Copy all of the material below, every line included, but offset each coordinate in the point lists after the "// actual:" lines by adding -24 to it. The coordinates in the "// expected shape" lines stay unchanged.

■ Exercise input:

——

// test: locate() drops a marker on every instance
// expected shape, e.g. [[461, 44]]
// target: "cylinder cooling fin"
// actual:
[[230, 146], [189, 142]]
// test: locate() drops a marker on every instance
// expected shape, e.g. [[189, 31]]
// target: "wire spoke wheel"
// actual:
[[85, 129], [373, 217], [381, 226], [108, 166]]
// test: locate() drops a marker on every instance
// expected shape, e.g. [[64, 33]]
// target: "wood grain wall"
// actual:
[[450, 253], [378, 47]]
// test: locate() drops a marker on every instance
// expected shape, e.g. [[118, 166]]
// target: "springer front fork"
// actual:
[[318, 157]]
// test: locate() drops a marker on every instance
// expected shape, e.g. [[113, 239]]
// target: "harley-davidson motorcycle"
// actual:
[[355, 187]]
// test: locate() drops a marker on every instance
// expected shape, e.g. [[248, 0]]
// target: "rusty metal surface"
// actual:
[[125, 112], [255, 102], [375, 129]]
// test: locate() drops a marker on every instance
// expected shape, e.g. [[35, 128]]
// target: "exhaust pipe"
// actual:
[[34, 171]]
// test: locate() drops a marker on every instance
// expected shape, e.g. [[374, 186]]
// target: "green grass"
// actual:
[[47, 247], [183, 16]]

——

■ Solution to this task:
// test: locate() drops a marker on every instance
// expected shape, e.g. [[461, 44]]
// target: "cylinder cooling fin"
// actual:
[[206, 122], [165, 118]]
// test: locate() drops a marker on every instance
// expected shape, e.g. [[189, 31]]
// target: "wire spoke wheel"
// actual:
[[61, 105], [349, 193], [357, 202], [84, 142]]
// test: locate() drops a marker on every instance
// expected shape, e.g. [[64, 33]]
// target: "wood grain wall"
// actual:
[[426, 229], [354, 23]]
// test: locate() drops a marker on every instance
// expected shape, e.g. [[118, 166]]
// target: "springer front fork"
// actual:
[[294, 133]]
// test: locate() drops a marker on every instance
// expected shape, e.g. [[113, 239]]
// target: "harley-davidson motorcycle"
// actual:
[[331, 163]]
// test: locate() drops a marker on every instance
// expected shape, e.g. [[248, 0]]
// target: "rusty metal surface"
// actual:
[[101, 88], [231, 78], [351, 105]]
// test: locate() drops a marker on every instance
// expected shape, e.g. [[35, 128]]
// target: "exhaust pipe"
// actual:
[[10, 147]]
// test: locate() drops a marker on every instance
// expected shape, e.g. [[374, 186]]
// target: "green grass"
// actual:
[[23, 223], [159, -8]]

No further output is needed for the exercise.